PROBLEM REQUIREMENTS: Check each statement against the water dispenser text below. Answer yes or no and quote the text's deciding words. 1. The sealed enclosure is preferably made from polyethylene sheet. 2. The best results came with the fluid inlet ports placed more than 1.0 cm above the lowest part of the carrier portion. 3. The cooling elements can be swapped for heating elements to dispense heated fluid.

DOCUMENT:
--- Begin ---

The spigot 124 includes a plurality of fluid inlet ports 134 in fluid communication with the fluid passageway 130 for draining the fluid from the sealed enclosure 112. The fluid inlet ports 134 are positioned in the side wall of the head portion 126 adjacent the lowermost portion of the carrier portion 116 and the lowermost portion of the sealed enclosure 112 to ensure that substantially all of the fluid in the enclosure 112 is dispensed. However, as the punctured portion of the sealed enclosure 112 is forced against the spigot 124 under the weight of the fluid in the sealed enclosure 112, the punctured portion may turn up slightly from the lowermost portion of the carrier portion 118, thereby exposing the fluid to a risk of contamination from the outer surface of the sealed enclosure 112. Accordingly, it is preferable that the fluid inlet ports 134 are positioned a distance above the lowermost portion of the carrier portion 118. Favourable results have been achieved with the fluid inlet ports 134 positioned between 0.25 cm and 1.0 cm, and preferably between 0.25 cm and 0.5 cm, above the lowermost portion of the carrier portion 118. For added protection against contamination, in one variation the fluid inlet ports 134 are positioned in the apex 128 of the head portion 126.

In one implementation of the invention, the support means 114 also includes a shoulder 136 adjacent the uppermost portion of the carrier portion 118, and a cover 138 resting on the shoulder 136 for further protection against contamination. In addition, a plurality of cooling elements 140 are disposed between the carrier portion 118 and the collar 120 for cooling the fluid in the sealed enclosure 112. Alternately, the cooling elements 140 may be replaced with heating elements for dispensing heated fluid from the sealed enclosure 112. To facilitate the efficient cooling or heating of the fluid contained in the sealed enclosure, preferably the carrier portion 118 is fabricated from food grade virgin plastic resin with a thickness of about 125 thou (⅛ inch). Alternately, the cooling elements 140 may be positioned externally to the collar 120 if cooling or heating efficiency is not a primary concern.

The conduit 116 includes a user-operable valve 142 for controlling the rate flow of water through the fluid passageway 130 and the conduit 116.

The collapsible sealed enclosure 112 will now be described with reference to FIGS. 4A and 4B. As discussed above, preferably the enclosure 112 is fabricated from polyethylene sheet. The use of polyethylene sheet provides a lower cost alternative to the delivery of sterilized water than the conventional water bottle 20. Since the sealed enclosure 112 is collapsible and less expensive to manufacture than the conventional water bottle 20, the enclosure 112 may be discarded after the supply of sterilized water contained in the enclosure 112 is exhausted. As a result the shipping and resterilization costs associated with the prior art water dispenser 10 are not carried forward into the present invention.

--- End ---

DATA ENTRIES:
--- Begin ---

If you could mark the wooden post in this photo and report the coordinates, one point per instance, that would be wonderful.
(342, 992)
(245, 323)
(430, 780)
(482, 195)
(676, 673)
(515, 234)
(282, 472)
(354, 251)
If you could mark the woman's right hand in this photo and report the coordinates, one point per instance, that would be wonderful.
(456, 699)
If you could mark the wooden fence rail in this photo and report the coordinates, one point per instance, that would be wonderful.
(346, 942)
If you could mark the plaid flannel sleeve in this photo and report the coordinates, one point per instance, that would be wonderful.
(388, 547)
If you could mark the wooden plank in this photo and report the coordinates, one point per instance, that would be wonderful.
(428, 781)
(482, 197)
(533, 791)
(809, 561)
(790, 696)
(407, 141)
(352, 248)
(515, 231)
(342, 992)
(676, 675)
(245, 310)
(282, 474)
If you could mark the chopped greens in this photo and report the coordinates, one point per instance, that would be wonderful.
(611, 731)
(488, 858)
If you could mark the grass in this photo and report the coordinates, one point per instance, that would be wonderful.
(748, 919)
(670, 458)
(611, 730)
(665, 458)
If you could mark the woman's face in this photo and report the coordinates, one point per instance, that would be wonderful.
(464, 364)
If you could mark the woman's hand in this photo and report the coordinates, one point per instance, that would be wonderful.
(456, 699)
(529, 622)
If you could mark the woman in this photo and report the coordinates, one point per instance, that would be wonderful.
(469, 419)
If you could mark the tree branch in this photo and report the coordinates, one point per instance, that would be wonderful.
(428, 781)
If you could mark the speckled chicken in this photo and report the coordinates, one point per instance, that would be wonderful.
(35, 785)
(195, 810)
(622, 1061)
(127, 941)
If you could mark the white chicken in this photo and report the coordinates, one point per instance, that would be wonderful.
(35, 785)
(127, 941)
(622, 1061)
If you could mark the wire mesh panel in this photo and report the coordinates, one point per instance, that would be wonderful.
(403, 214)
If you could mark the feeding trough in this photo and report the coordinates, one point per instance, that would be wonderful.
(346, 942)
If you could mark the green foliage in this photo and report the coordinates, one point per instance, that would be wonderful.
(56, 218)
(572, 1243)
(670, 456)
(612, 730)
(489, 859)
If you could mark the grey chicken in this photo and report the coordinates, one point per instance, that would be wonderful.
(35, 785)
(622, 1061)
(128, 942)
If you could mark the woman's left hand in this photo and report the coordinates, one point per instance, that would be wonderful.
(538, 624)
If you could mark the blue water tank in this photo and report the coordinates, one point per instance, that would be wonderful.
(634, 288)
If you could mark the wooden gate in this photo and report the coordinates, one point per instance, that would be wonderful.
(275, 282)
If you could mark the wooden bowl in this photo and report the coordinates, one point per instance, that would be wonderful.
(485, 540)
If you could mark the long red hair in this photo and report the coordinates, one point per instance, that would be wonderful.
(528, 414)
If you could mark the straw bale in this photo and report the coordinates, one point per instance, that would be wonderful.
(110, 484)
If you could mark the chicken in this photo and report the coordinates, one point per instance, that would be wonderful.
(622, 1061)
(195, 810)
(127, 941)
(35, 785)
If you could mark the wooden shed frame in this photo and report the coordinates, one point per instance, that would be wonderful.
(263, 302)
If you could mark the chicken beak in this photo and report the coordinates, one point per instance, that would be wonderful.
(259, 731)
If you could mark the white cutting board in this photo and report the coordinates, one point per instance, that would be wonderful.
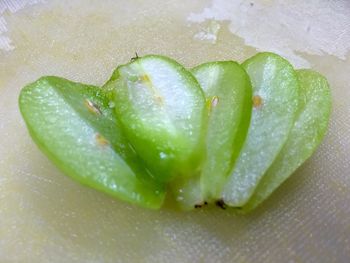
(46, 217)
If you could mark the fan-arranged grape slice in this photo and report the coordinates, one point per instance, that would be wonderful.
(221, 133)
(307, 133)
(275, 102)
(74, 126)
(161, 108)
(228, 92)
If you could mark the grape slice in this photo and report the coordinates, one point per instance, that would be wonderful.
(306, 134)
(162, 110)
(227, 88)
(74, 126)
(275, 102)
(228, 93)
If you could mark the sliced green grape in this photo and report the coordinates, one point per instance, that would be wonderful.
(306, 134)
(228, 92)
(275, 102)
(162, 110)
(73, 124)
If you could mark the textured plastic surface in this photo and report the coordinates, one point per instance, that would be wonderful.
(47, 217)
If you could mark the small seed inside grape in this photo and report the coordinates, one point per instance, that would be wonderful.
(214, 101)
(92, 107)
(257, 101)
(144, 78)
(101, 140)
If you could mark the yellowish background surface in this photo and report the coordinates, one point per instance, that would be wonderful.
(46, 217)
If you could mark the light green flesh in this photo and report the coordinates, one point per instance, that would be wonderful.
(73, 124)
(306, 134)
(275, 81)
(228, 92)
(162, 110)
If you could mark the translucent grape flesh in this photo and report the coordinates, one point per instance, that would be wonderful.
(307, 133)
(275, 102)
(162, 110)
(74, 126)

--- End ---

EXERCISE OUTPUT:
1. Yes: "preferably the enclosure 112 is fabricated from polyethylene sheet"
2. No: "Favourable results have been achieved with the fluid inlet ports 134 positioned between 0.25 cm and 1.0 cm, and preferably between 0.25 cm and 0.5 cm"
3. Yes: "the cooling elements 140 may be replaced with heating elements for dispensing heated fluid from the sealed enclosure 112"